_What is needed_:
Retype the stretch of lines from the one containing "Where can you see the distant" through the end of the records, including both ends, and nothing else.

(Pointing records)
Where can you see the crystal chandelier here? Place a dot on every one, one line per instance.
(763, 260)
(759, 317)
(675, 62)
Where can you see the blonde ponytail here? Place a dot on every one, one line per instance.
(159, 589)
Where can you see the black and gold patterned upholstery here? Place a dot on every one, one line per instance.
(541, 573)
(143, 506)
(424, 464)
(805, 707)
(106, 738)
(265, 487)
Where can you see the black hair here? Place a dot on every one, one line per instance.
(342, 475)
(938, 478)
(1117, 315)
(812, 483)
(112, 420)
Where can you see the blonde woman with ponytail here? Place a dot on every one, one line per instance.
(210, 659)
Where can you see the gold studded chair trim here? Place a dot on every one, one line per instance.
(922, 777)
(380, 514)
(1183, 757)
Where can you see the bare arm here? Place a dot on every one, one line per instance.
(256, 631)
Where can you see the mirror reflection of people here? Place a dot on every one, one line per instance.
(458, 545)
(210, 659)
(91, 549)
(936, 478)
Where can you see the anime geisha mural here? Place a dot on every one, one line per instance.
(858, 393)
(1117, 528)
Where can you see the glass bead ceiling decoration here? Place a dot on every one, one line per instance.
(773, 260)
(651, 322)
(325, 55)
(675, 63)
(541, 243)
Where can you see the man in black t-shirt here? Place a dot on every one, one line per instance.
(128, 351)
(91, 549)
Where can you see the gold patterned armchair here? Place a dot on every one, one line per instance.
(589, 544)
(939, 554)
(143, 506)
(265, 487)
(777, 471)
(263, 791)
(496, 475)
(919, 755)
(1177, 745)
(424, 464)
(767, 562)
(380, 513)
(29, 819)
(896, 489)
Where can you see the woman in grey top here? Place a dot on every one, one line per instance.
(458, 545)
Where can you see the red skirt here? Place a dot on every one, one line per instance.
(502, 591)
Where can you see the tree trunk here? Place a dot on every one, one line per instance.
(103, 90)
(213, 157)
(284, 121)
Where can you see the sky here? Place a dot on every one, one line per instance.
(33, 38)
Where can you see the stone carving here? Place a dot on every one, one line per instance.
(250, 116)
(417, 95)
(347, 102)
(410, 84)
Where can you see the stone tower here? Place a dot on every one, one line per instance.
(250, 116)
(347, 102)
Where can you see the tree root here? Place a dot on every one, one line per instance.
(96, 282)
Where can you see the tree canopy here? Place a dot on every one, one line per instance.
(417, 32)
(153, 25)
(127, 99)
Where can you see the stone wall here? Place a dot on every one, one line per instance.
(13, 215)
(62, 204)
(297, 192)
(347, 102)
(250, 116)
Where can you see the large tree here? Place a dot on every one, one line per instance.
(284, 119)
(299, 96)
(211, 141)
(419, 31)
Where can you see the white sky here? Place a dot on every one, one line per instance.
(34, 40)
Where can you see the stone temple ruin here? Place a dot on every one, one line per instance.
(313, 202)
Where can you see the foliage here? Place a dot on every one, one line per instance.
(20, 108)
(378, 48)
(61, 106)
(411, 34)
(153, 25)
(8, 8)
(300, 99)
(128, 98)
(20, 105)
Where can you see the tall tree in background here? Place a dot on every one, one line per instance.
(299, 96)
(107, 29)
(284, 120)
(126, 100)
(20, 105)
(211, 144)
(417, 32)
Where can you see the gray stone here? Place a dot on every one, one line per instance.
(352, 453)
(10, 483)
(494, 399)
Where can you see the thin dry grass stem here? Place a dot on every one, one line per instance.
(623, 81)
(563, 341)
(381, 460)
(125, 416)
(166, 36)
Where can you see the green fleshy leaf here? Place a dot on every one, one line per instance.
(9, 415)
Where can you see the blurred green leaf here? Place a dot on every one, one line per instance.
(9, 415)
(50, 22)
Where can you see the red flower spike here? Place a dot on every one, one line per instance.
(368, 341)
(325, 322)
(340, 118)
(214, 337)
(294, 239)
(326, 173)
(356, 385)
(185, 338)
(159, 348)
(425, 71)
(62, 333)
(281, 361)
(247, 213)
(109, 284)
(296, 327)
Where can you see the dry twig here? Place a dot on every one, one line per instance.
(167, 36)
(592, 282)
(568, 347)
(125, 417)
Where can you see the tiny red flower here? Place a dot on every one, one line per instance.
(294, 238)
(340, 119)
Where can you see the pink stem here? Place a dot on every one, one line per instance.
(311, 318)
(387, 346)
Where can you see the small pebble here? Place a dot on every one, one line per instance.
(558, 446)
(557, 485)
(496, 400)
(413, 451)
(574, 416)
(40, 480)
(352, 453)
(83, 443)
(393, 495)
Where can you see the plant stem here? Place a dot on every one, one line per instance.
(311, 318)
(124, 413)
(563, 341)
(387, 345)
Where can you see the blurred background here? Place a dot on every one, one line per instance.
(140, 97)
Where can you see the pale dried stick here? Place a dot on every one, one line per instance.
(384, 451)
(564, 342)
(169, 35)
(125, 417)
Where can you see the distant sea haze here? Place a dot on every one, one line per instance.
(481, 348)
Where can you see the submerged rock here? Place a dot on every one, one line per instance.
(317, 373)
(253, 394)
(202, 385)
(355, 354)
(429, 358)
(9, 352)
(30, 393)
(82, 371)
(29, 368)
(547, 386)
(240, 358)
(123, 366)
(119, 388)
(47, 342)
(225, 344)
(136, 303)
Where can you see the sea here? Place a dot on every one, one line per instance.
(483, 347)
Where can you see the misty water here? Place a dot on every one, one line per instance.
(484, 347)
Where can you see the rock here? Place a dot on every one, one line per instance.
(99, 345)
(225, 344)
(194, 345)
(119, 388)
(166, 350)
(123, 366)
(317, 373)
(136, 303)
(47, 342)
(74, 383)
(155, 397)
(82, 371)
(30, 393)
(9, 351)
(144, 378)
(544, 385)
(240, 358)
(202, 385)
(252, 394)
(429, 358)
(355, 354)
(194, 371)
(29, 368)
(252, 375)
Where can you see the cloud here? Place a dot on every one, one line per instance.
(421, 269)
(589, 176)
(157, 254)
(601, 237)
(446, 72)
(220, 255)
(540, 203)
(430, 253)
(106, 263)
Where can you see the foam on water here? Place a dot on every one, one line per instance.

_Complete answer_:
Where can you see the distant sea haze here? Place a dot on every one, one line per instance.
(481, 348)
Where can you see the submerged rock here? Place a dot on every one, one line per instance.
(317, 373)
(253, 394)
(202, 385)
(355, 354)
(429, 358)
(9, 352)
(30, 393)
(82, 371)
(29, 368)
(547, 386)
(240, 358)
(123, 366)
(119, 388)
(47, 342)
(225, 344)
(136, 303)
Where can you see the sea here? Place a dot on every one, one line per instance.
(483, 347)
Where can you see the misty water here? Place a dot on every one, one line per instance.
(484, 347)
Where can you see the rock here? Place a dot on every one, one line per instance.
(99, 345)
(225, 344)
(194, 345)
(119, 388)
(166, 350)
(123, 366)
(317, 373)
(136, 303)
(47, 342)
(74, 383)
(155, 397)
(82, 371)
(30, 393)
(9, 351)
(144, 378)
(544, 385)
(240, 358)
(202, 385)
(252, 394)
(429, 358)
(355, 354)
(194, 371)
(29, 368)
(252, 375)
Where can you see the cloud here? Place a dot on every one, one line per instance.
(421, 269)
(589, 176)
(157, 254)
(601, 237)
(446, 72)
(220, 255)
(540, 203)
(430, 253)
(106, 263)
Where can you see the foam on water here? Place a dot on every one, one line per instance.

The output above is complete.